[TO BE DONE] Starting at the beginning of the items and ending at the line that contains "[0,138,691,634]", copy out every line in full, changing only the answers: increase each bounding-box coordinate in them by 59.

Records:
***

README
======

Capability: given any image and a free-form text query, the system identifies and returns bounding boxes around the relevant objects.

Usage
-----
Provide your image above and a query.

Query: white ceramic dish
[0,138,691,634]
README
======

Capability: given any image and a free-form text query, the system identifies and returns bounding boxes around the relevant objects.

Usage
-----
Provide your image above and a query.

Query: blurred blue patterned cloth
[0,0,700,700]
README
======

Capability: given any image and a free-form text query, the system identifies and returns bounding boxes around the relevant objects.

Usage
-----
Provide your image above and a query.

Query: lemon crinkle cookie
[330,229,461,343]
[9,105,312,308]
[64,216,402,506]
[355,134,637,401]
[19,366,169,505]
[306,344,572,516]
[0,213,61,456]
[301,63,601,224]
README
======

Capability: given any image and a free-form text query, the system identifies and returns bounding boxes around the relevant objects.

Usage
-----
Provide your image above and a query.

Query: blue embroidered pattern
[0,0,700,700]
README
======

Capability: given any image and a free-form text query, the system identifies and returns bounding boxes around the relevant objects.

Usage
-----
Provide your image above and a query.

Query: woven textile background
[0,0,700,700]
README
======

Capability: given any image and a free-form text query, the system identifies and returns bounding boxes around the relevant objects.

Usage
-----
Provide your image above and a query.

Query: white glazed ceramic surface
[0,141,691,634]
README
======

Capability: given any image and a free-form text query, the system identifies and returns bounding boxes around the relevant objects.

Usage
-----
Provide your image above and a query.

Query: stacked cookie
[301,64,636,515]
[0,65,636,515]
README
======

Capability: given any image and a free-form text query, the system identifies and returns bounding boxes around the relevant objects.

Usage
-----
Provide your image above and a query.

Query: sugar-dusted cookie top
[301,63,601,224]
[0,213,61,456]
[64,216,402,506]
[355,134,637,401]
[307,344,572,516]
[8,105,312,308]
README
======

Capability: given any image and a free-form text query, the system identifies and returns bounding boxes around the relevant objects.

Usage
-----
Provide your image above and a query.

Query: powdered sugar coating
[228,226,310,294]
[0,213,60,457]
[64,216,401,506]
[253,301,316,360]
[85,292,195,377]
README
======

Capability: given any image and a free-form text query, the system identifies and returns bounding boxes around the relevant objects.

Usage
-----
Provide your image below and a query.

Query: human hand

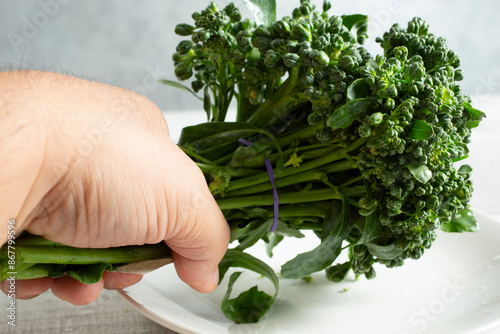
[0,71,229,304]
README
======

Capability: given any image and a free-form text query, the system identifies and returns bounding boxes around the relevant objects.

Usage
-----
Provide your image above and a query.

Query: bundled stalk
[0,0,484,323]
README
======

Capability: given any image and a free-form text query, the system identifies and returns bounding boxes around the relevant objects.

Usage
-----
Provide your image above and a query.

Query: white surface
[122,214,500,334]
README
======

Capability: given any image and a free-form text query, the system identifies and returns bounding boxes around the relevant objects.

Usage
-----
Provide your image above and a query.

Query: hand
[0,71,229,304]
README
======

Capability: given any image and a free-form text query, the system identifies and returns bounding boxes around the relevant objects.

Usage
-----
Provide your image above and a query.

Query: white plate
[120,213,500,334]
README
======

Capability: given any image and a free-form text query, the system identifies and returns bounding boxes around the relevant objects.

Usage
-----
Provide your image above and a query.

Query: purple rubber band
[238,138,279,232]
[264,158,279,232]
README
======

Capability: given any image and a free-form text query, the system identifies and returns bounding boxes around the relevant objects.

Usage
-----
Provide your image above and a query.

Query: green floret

***

[WRITTEN ANSWER]
README
======

Capability: given any image and a free-form text query, the system identifies and returns bounding boxes around the relevant objects.

Usage
-----
Provide your image above and a query.

Query: white ceramic dish
[59,197,750,693]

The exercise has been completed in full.